Activity list
A – In the inflation commentary, why does the author call the 1% and 2% figures that Kellner cites bogus? Answer in one to three sentences.
B – Pick up the inflation commentary after its final sentence and carry it forward.

Of late it seems more people are talking about inflation and it's possibly putting in a Phoenix-like performance soon.
Economist Irwin Kellner writers on MarketWatch: "For the moment, it’s all good. After veering dangerously close to deflation, the rate of inflation has picked up and has now reached 2% — the fastest pace in 20 months. As recently as eight months ago, the 12-month change in consumer prices was only 1%."
As we've said many times before inflation is a function of who's measuring and how they measure it. And it's one of the safest bets you'll ever make in this dimension that bureaucrats measure to their advantage not yours.
So even though the numbers Kellner tosses around, 1% and 2%, are bogus, it's the underlying message or trend one needs to unriddle. Kellner goes on to say "...the change in the index that the Fed prefers is only 1.6%." Whether he realizes it or otherwise, Kellner makes our point.
Wouldn't it be nice to use the index we prefer, one the rest of us are forced to use daily, one that includes the price of food and energy? Ain't going to happen. Though they won't admit it, keeping the threat of deflation front and center is actually an oblique form of inflation.
In short, it's a verbal form of price controls. And even most economists laboring away in their dank and dark economic cellars know what happens when price controls get lifted. Wanting to recover lost ground is part of the human genetic code.

Dataset content
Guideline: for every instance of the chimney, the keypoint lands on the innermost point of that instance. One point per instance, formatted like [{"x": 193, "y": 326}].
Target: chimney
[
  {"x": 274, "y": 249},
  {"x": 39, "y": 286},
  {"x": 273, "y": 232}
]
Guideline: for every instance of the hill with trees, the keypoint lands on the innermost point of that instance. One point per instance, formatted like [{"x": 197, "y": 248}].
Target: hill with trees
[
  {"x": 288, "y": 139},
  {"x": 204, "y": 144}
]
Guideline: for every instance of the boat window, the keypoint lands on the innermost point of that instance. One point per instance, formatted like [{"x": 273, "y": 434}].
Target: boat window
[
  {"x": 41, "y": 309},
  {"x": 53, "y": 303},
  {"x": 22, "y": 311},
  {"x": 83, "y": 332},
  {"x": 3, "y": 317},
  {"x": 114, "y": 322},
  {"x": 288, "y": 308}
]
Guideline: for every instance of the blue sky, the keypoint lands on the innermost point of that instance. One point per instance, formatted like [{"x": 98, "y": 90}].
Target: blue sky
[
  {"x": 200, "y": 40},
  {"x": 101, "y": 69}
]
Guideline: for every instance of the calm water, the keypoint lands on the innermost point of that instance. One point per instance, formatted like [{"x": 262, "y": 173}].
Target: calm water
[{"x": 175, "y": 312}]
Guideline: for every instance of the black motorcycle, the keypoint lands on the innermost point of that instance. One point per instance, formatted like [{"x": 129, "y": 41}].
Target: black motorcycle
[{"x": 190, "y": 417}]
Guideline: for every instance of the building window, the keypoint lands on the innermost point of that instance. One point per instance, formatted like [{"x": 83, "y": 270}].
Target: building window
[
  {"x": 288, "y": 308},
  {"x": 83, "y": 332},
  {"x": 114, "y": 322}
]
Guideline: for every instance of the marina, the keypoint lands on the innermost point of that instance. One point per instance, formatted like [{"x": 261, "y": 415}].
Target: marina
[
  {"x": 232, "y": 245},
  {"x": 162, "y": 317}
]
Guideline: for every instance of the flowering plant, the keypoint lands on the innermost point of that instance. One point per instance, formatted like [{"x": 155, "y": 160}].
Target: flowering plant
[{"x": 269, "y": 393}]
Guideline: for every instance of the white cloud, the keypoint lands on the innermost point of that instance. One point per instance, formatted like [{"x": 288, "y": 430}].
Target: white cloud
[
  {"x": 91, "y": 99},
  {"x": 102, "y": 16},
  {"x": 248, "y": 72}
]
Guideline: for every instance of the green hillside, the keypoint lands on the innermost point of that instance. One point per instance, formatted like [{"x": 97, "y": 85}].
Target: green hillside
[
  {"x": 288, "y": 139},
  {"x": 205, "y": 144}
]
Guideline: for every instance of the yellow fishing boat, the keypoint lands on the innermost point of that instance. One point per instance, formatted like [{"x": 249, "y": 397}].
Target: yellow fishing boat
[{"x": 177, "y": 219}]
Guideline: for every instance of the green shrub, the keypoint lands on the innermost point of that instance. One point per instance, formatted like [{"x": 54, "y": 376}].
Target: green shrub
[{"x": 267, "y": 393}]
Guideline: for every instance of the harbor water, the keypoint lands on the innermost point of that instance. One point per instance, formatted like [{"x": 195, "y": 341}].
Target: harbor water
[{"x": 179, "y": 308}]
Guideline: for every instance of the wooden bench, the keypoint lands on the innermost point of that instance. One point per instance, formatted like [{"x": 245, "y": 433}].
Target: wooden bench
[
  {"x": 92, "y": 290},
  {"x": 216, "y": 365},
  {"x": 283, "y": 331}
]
* * *
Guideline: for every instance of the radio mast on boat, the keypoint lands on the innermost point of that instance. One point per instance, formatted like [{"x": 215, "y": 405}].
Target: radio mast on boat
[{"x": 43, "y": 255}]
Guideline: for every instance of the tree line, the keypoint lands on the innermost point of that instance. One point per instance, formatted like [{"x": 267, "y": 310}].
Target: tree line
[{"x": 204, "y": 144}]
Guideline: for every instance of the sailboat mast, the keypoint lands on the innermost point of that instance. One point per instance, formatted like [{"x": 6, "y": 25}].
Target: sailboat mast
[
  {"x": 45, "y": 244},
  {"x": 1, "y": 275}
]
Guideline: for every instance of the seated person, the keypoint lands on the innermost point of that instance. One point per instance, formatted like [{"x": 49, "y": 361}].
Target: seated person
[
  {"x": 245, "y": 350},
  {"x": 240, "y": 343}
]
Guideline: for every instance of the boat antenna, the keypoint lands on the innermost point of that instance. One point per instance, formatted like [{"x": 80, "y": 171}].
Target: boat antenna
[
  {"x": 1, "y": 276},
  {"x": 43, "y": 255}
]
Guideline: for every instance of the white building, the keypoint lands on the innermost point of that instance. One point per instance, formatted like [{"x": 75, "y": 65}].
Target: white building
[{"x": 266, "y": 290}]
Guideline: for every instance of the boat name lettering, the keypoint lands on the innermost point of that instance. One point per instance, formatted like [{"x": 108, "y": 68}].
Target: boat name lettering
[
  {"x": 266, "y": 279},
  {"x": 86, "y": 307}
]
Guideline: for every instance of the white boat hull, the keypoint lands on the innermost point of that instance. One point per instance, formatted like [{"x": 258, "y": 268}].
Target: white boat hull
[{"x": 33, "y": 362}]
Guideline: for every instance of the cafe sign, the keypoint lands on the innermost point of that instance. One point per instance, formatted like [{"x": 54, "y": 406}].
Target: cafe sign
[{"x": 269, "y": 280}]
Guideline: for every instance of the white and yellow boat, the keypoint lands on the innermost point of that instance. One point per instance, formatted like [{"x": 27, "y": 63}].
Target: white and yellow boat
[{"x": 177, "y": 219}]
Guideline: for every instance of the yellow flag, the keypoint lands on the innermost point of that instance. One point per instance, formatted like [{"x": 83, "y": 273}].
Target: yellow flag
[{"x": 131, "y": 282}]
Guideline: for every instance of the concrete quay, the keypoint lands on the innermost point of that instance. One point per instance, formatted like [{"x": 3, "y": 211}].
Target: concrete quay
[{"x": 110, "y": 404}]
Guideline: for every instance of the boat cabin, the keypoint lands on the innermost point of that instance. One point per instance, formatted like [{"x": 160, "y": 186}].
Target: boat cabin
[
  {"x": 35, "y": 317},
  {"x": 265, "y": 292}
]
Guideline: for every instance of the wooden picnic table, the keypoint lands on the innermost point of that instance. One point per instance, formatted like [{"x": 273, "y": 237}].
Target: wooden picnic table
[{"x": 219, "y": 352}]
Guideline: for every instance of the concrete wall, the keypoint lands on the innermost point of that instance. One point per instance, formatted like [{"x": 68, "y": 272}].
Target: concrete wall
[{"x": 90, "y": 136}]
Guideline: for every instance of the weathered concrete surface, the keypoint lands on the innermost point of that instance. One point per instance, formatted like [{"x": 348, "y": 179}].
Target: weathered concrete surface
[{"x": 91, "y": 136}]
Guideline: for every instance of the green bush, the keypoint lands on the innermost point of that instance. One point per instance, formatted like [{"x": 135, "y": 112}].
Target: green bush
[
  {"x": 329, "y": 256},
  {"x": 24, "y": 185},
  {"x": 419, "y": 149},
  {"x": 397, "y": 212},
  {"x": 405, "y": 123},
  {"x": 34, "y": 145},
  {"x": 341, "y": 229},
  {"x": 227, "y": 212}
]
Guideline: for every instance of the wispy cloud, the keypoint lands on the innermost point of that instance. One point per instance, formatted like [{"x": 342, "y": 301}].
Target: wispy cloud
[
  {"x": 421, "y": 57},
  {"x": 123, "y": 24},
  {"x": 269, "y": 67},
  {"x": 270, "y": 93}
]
* * *
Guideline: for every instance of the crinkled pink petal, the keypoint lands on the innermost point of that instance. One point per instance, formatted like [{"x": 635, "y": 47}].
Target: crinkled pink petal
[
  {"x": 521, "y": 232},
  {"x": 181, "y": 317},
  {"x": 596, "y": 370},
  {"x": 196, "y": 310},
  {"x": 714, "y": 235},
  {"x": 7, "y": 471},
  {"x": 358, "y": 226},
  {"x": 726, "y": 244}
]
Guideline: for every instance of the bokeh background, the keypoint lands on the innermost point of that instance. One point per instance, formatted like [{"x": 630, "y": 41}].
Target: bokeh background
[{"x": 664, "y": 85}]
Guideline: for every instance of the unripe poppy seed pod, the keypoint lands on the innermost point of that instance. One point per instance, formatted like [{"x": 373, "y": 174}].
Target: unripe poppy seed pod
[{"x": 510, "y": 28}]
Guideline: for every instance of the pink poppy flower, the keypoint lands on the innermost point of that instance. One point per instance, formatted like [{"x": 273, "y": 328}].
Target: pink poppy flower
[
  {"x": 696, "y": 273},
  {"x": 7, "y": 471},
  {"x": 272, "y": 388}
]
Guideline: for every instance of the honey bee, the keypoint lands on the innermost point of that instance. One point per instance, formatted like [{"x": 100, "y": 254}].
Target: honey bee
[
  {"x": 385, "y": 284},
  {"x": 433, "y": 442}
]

Answers for the exercise
A – The author holds that inflation is a function of who is measuring it and how. It is a safe bet, the author adds, that bureaucrats measure to their own advantage rather than the public's, so official figures like these can't be trusted.

B –
If you don't think so just ask all those yield-starved hordes out there or the COLA-dependent crowd. One of this administration's first acts during its first term was, among other things, freezing COLAs for two years. Also, keep in mind the deflationary threat put the kibosh on any possibility for wage increases over that time.
"Meanwhile," Kellner writes, "let us not overlook what higher inflation has already done to workers, savers and seniors. After taking inflation into account, workers’ real wages fell 0.2% in
May and are down 0.1% over the past 12 months. Seniors and others on
fixed incomes have found that the buying power of the funds they already
have is down as well."
Kellner's
conclusion is he expects the Fed to continue doing what its been doing
until unemployment numbers improve. And that's the whole point. It puts
more and more pressure on these bureaucrats to get things just right.